» **Obiettivo**
Per favore, elenca tutte le righe delle voci che seguono in cui compare la parola "trunk", riportandole così come sono.

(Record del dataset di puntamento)
※

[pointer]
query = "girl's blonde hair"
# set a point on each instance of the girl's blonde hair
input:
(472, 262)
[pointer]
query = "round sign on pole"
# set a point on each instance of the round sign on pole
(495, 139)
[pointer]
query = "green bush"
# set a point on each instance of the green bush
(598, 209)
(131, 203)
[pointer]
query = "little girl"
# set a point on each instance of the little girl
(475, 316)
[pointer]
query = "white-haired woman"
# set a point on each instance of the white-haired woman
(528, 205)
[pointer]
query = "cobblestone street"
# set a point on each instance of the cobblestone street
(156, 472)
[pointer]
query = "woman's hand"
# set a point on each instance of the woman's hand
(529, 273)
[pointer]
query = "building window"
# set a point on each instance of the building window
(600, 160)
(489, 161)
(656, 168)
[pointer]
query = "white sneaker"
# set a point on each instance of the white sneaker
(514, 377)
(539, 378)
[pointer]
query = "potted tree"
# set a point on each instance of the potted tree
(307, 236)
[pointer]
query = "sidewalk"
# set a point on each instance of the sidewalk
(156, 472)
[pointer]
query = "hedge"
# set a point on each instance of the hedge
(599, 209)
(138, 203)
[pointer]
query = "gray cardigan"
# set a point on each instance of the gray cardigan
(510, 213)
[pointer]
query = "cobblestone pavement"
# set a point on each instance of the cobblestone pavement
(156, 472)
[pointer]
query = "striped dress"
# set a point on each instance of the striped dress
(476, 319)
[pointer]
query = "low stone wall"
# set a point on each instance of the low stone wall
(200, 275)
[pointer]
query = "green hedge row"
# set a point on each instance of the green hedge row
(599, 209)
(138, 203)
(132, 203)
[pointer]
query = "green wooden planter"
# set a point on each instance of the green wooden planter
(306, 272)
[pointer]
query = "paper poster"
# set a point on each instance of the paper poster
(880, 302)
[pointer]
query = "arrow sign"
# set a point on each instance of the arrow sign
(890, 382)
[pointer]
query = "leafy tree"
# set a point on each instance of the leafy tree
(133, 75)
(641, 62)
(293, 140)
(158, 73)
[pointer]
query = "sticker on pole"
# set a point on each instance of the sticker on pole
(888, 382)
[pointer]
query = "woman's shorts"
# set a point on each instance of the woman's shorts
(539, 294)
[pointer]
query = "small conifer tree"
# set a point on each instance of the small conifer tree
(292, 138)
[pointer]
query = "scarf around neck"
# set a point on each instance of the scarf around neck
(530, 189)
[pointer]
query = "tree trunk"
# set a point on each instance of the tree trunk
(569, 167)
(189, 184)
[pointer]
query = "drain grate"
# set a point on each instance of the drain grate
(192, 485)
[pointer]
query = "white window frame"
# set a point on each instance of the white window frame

※

» **Risultato del compito**
query = "tree trunk"
# set a point on each instance of the tree trunk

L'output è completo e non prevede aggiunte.